## Opdrachten
- a) Citeer uit het verslag over de rit van 1975 het stuk vanaf "EINDHOVENSE MOTOR en" tot en met "en de Oberstiffstrasse.".
- b) Beantwoord deze vragen over het verslag over de rit van 1975:
(i) Op welke datum waren de uitzetters weer terug?
(ii) Wat kostte het menu bij de vaste rustcontrole in Gouvy?
(iii) In welk café was de vaste tijdcontrole in Neroth?
- c) Schrijf het verslag over de rit van 1975 verder, te beginnen na de laatste zin.

## Te lezen fragment
%%
EINDHOVENSE MOTOR en AUTOMOBIEL CLUB |
|
|
|
1975
18 en 19 mei
Toen op 4 april de uitzetters begonnen aan het uitzetten van de rit werden zij in de Belgische Ardennen geconfronteerd met flinke sneeuwval.. Het was voorzichtig rijden op die gevaarlijke binnenwegen, en `s morgens moest eerst de wagen sneeuwvrij worden gemaakt.
Op 8 april waren zij gezond en wel weer terug.
De rit liep dit jaar via Alken, waar in café Luna de eerste vaste tijdcontrole was, en vervolgens ging het rechts van Luik naar Gouvy, waar in "Du Luxembourg" de vaste rust controle was met een menu van BEF 100,--.Via Vianden en de Mont St. Nicolas naar de vaste tijdcontrole in Bettel en vervolgens via de grensovergang bij Echternach naar de finish bij het gesloten pompstation op de samenkomst van de Markus Konderstrasse en de Oberstiffstrasse.
De tweede dag liep de rit via Neroth, waar in café Zur Neroburg de vaste tijdcontrole was, naar Balter in Losheim waar de vaste rustcontrole gelegenheid gaf voor een menu van DEM 9,-- Direct weer België in en langs de vaste tijdcontrole in café Jacquemin in Zichen-Zussen-Bolder naar Eindhoven.
%%
## Verzamelde gegevens
%%
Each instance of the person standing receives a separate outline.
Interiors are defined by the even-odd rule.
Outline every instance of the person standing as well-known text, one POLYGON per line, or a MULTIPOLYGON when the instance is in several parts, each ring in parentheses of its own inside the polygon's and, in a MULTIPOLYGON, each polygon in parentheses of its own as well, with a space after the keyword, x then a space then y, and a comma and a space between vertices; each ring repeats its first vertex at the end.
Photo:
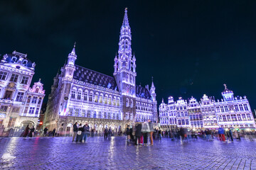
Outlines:
POLYGON ((35 132, 35 128, 34 126, 33 125, 32 128, 30 129, 30 132, 29 132, 29 135, 28 135, 28 137, 33 137, 33 135, 34 135, 34 132, 35 132))
POLYGON ((140 137, 142 135, 142 123, 138 123, 135 126, 135 130, 136 130, 136 131, 135 131, 135 137, 136 137, 135 145, 139 145, 140 143, 142 143, 140 140, 140 137))
POLYGON ((47 135, 48 128, 46 127, 46 128, 43 129, 43 137, 46 137, 47 135))
POLYGON ((78 128, 78 133, 77 133, 77 137, 76 137, 76 140, 75 140, 76 142, 82 142, 83 131, 84 131, 83 127, 82 126, 82 123, 80 123, 79 125, 79 128, 78 128))
POLYGON ((72 142, 74 142, 75 137, 76 137, 76 135, 78 134, 78 123, 75 123, 73 125, 73 137, 72 142))
POLYGON ((53 137, 55 137, 55 132, 56 132, 56 129, 54 128, 53 130, 53 137))
POLYGON ((104 130, 104 139, 107 139, 107 127, 105 128, 105 130, 104 130))
MULTIPOLYGON (((84 132, 83 132, 82 140, 83 140, 84 142, 86 142, 87 136, 90 134, 90 128, 87 124, 85 124, 83 126, 83 129, 84 129, 84 132)), ((105 133, 104 133, 104 138, 105 138, 105 133)))
POLYGON ((25 132, 24 132, 24 135, 23 135, 23 137, 26 137, 28 136, 28 130, 29 130, 29 127, 28 127, 28 125, 26 127, 25 132))
POLYGON ((108 130, 109 140, 110 140, 110 138, 111 138, 111 135, 112 135, 112 130, 111 130, 111 127, 110 127, 109 130, 108 130))
MULTIPOLYGON (((163 131, 163 132, 164 132, 164 131, 163 131)), ((161 135, 161 129, 159 130, 159 140, 161 140, 162 135, 161 135)), ((164 135, 163 135, 163 137, 164 137, 164 135)))
POLYGON ((131 136, 129 135, 129 125, 127 125, 127 130, 126 130, 126 134, 127 136, 127 142, 129 142, 129 140, 131 140, 131 136))
POLYGON ((229 136, 231 139, 231 141, 233 142, 233 134, 232 134, 232 130, 230 130, 230 128, 228 128, 228 133, 229 133, 229 136))
POLYGON ((153 146, 153 132, 154 132, 154 128, 153 128, 153 123, 149 120, 149 135, 150 135, 150 145, 153 146))

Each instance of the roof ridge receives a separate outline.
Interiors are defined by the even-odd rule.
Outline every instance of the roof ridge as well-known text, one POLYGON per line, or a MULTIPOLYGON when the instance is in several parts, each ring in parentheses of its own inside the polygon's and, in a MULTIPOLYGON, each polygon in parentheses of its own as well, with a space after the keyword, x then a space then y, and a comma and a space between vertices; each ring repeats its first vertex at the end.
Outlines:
%%
## Antwoorden op volgorde
- a)
EINDHOVENSE MOTOR en AUTOMOBIEL CLUB |
|
|
|
1975
18 en 19 mei
Toen op 4 april de uitzetters begonnen aan het uitzetten van de rit werden zij in de Belgische Ardennen geconfronteerd met flinke sneeuwval.. Het was voorzichtig rijden op die gevaarlijke binnenwegen, en `s morgens moest eerst de wagen sneeuwvrij worden gemaakt.
Op 8 april waren zij gezond en wel weer terug.
De rit liep dit jaar via Alken, waar in café Luna de eerste vaste tijdcontrole was, en vervolgens ging het rechts van Luik naar Gouvy, waar in "Du Luxembourg" de vaste rust controle was met een menu van BEF 100,--.Via Vianden en de Mont St. Nicolas naar de vaste tijdcontrole in Bettel en vervolgens via de grensovergang bij Echternach naar de finish bij het gesloten pompstation op de samenkomst van de Markus Konderstrasse en de Oberstiffstrasse.

- b)
(i) Op 8 april.
(ii) BEF 100,--.
(iii) In café Zur Neroburg.

- c)
Voor de sportklasse was de eerste dag een traject uitgezet, dat begon in Newel, en dat dan omhoog liep via Speicher en Kordel naar Schweich. De tweede dag lag hun kaartleesrit van Zutendaal naar Kleine Brogel.
De rit had de eerste dag een lengte van 369,42km. voor de toer en 420.17 km. voor de sportklasse. De tweede dag resp. 362.20 km. en 389.29 km. Frans Klaassen was voor de vijftiende keer de controleur, en ter gelegenheid hiervan werd hem op de prijsuitreiking een kompas voor zijn boot aangeboden.
Als controleposten fungeerden: Tini Jannes met Marinus Buys, Jan Teunisse, Wim van Hout en Thijs van Luijt aan de start in Eindhoven. In Schweich deed Jan Teunisse de finish, en Tini Jannes de start. Onderweg: Doezé Sr., Daniël Kastricum, Annie Janssen, W. Schuurman, Leo Smulders, Harry Schellekens, Wil van Eerd, Wim Hermans, W. Swinkels Sr., Tinie Swinkels, Gerrit van Zutphen, Cor van Ojen, Eric van Eerd, De finish in Eindhoven werd verzorgd door Marinus Buys, Wim van Hout en Thijs van Luijt.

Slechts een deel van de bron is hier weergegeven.